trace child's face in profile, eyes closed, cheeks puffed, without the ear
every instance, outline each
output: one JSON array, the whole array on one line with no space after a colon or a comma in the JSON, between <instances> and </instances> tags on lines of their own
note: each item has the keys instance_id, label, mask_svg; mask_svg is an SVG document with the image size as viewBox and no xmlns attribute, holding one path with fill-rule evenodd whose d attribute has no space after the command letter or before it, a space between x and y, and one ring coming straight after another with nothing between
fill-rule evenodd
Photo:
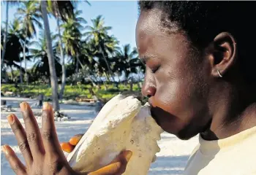
<instances>
[{"instance_id":1,"label":"child's face in profile, eyes closed, cheeks puffed, without the ear","mask_svg":"<svg viewBox=\"0 0 256 175\"><path fill-rule=\"evenodd\" d=\"M185 36L168 33L160 15L159 10L141 12L137 23L138 52L146 63L142 93L150 96L152 116L165 131L189 139L211 122L210 63L192 54Z\"/></svg>"}]
</instances>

== Exercise ==
The expected output is the whole listing, word for word, minus its pictures.

== Result of this exercise ==
trace child's face in profile, eyes closed, cheeks puffed, without the ear
every instance, outline each
output: one JSON array, the whole array on one line with no space after a colon or a comma in the JSON, between <instances> and </instances> tags on lines of their own
note: each item has the keys instance_id, label, mask_svg; mask_svg is an SVG document with the image size as viewBox and no xmlns attribute, holding one path with fill-rule evenodd whose d attribute has no space after the command letter or before it, a space between x and y, and one ring coming straight after another with nothing between
fill-rule evenodd
Photo:
<instances>
[{"instance_id":1,"label":"child's face in profile, eyes closed, cheeks puffed, without the ear","mask_svg":"<svg viewBox=\"0 0 256 175\"><path fill-rule=\"evenodd\" d=\"M185 36L168 33L160 15L159 10L141 12L137 23L138 52L146 63L142 93L150 96L152 116L165 131L189 139L211 122L210 63L192 54Z\"/></svg>"}]
</instances>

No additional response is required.